- Extract -
########################################

Bengali writer and philanthropist (1871–1935)

Priyamvada Devi (1871–1935) was a Bengali writer and philanthropist.

==Early life==
Devi was born in 1871 in Gunaigacha, Pabna District, Bengal Presidency, British Raj. Her mother, Prasannamoyee Devi, was a famous writer. Her father's name was Krishnakumar Bagchi. Her uncles Pramatha Chaudhuri and Ashutosh Chaudhuri were notable writers as well. She studied in Bethune School. She completed her Bachelor of Arts from the Bethune College in Kolkata.

==Career==
Devi married Taradas Banerjee in 1892. Her husband was a lawyer. Her son died in 1896, after which she spend her time writing and engaged in her philanthropy work. She joined the Brahmo Balika Shikshalaya (Brahmo Girls' School) as a teacher. She served as the head of Bharat Stri-Mahamandal. She also worked in a number of educational institutions during this time.

Devi translated Svapnavasavadatta which was a Sanskrit play. She translated parts of the Bible and published it as Bhaktavani. Her notable novels included "Women of Japan", Katha O Upakatha, Jhilejabgale Shikar Anath, Pavchulal, and Renuka, a book about Geishas in Japan. She also wrote a number of poems including Tara, Angshu, Renu, and Champa O Parul. She directed plays for charity.

########################################

- Exercise set -
a - Write out the biography starting with "Priyamvada Devi (1871–1935)" and going on through "during this time.", and change "husband" to "spouse".
b - In what year did Devi marry Taradas Banerjee, according to the biography?
The rows are separate material from the biography.

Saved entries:
########################################

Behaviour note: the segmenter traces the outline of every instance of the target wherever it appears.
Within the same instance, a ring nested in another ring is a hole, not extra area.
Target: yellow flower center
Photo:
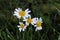
[[[27,23],[31,23],[32,22],[32,19],[31,18],[28,18],[27,19]]]
[[[40,21],[37,21],[36,22],[36,25],[37,25],[37,27],[40,27],[41,26],[41,22]]]
[[[24,28],[24,24],[20,24],[20,27],[21,27],[21,28]]]
[[[21,17],[23,17],[23,16],[25,15],[25,11],[20,11],[20,12],[19,12],[19,15],[20,15]]]

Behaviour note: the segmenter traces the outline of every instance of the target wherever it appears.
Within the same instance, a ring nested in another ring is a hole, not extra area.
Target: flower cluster
[[[26,9],[25,11],[22,10],[22,8],[18,8],[15,9],[14,11],[14,16],[16,16],[17,18],[21,19],[23,18],[22,21],[23,22],[19,22],[19,25],[17,25],[17,27],[19,28],[20,32],[24,31],[26,29],[27,26],[29,26],[29,24],[33,25],[34,27],[36,27],[35,31],[37,30],[41,30],[42,29],[42,18],[31,18],[31,15],[29,14],[31,11],[29,9]]]

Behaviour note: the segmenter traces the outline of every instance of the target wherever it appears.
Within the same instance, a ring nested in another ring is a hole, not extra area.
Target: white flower
[[[26,25],[28,26],[30,23],[32,23],[31,17],[28,17],[27,19],[24,19],[23,21],[26,22]]]
[[[41,24],[42,24],[43,22],[42,22],[42,18],[41,18],[41,17],[40,17],[39,19],[38,19],[38,18],[34,18],[32,23],[35,24],[35,25],[34,25],[34,27],[36,27],[35,31],[42,29]]]
[[[25,18],[28,18],[28,17],[30,17],[31,15],[30,14],[28,14],[28,13],[30,13],[31,11],[29,10],[29,9],[26,9],[25,11],[23,11],[21,8],[18,8],[18,9],[15,9],[15,11],[14,11],[14,16],[16,16],[17,18],[23,18],[23,19],[25,19]]]
[[[25,31],[27,25],[24,25],[22,22],[19,22],[20,25],[17,25],[17,27],[19,28],[20,32],[21,31]]]

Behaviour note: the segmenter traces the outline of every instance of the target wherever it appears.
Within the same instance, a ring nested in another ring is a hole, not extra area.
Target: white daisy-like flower
[[[29,9],[26,9],[25,11],[22,10],[22,8],[18,8],[15,9],[14,11],[14,16],[16,16],[17,18],[21,19],[26,19],[28,17],[30,17],[31,15],[29,14],[31,11]]]
[[[27,25],[27,26],[28,26],[29,24],[34,25],[34,24],[36,23],[36,18],[28,17],[27,19],[24,19],[23,21],[26,22],[26,25]]]
[[[21,31],[25,31],[27,25],[23,24],[22,22],[19,22],[20,25],[17,25],[17,27],[19,28],[20,32]]]
[[[36,27],[36,29],[35,29],[35,31],[37,31],[37,30],[42,30],[42,18],[40,17],[39,19],[38,18],[34,18],[33,20],[35,20],[35,25],[34,25],[34,27]]]
[[[27,19],[24,19],[23,21],[26,22],[26,25],[28,26],[30,23],[32,23],[31,17],[28,17]]]

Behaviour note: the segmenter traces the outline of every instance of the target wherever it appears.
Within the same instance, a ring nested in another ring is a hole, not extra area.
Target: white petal
[[[29,25],[29,23],[27,23],[27,22],[26,22],[26,25],[28,26],[28,25]]]
[[[26,10],[25,10],[25,12],[27,12],[29,9],[27,8]]]

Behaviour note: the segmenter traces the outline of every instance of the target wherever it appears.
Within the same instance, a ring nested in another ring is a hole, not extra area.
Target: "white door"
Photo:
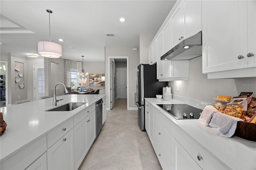
[[[116,68],[116,98],[127,98],[127,69],[126,68]]]
[[[34,66],[34,101],[40,100],[44,96],[44,67]]]
[[[110,109],[115,105],[115,76],[114,75],[114,63],[113,59],[110,63]]]

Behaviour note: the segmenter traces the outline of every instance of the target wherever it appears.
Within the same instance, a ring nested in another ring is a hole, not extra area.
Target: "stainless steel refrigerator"
[[[158,81],[156,79],[156,64],[140,64],[136,77],[138,111],[138,123],[142,130],[145,129],[144,98],[154,98],[156,95],[162,95],[163,87],[168,82]]]

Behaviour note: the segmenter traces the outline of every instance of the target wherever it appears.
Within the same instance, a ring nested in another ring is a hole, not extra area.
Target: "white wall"
[[[155,35],[152,34],[140,34],[140,64],[148,64],[148,47]]]
[[[133,51],[132,48],[137,47],[138,51]],[[105,52],[105,75],[106,93],[107,95],[108,86],[108,57],[128,57],[129,61],[129,106],[134,108],[137,106],[134,105],[134,93],[136,91],[136,73],[137,67],[140,64],[140,50],[139,47],[106,47]],[[108,98],[106,98],[107,107],[109,108]]]
[[[207,79],[202,73],[202,56],[189,61],[188,81],[168,82],[172,93],[211,104],[212,97],[218,95],[237,96],[240,92],[254,92],[256,96],[256,77]],[[180,91],[177,91],[178,85]]]

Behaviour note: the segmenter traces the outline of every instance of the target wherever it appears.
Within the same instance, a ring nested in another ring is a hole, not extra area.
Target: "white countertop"
[[[56,107],[52,106],[53,97],[0,108],[7,124],[5,132],[0,137],[1,162],[105,96],[67,95],[57,96],[57,99],[64,100],[58,102],[57,107],[69,102],[87,102],[69,111],[45,111]]]
[[[226,166],[231,169],[256,169],[256,142],[234,135],[231,138],[221,136],[210,127],[205,126],[204,123],[198,119],[177,120],[156,105],[183,102],[174,99],[167,101],[156,98],[145,99]]]

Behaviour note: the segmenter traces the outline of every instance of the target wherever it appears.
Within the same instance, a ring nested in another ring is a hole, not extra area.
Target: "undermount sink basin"
[[[47,110],[46,111],[71,111],[80,106],[84,105],[86,103],[69,103],[65,105],[62,105],[57,107]]]

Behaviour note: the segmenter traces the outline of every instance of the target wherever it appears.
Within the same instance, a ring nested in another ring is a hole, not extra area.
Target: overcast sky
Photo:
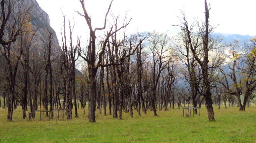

########################################

- Results of the exercise -
a -
Priyamvada Devi (1871–1935) was a Bengali writer and philanthropist.

==Early life==
Devi was born in 1871 in Gunaigacha, Pabna District, Bengal Presidency, British Raj. Her mother, Prasannamoyee Devi, was a famous writer. Her father's name was Krishnakumar Bagchi. Her uncles Pramatha Chaudhuri and Ashutosh Chaudhuri were notable writers as well. She studied in Bethune School. She completed her Bachelor of Arts from the Bethune College in Kolkata.

==Career==
Devi married Taradas Banerjee in 1892. Her spouse was a lawyer. Her son died in 1896, after which she spend her time writing and engaged in her philanthropy work. She joined the Brahmo Balika Shikshalaya (Brahmo Girls' School) as a teacher. She served as the head of Bharat Stri-Mahamandal. She also worked in a number of educational institutions during this time.

b - 1892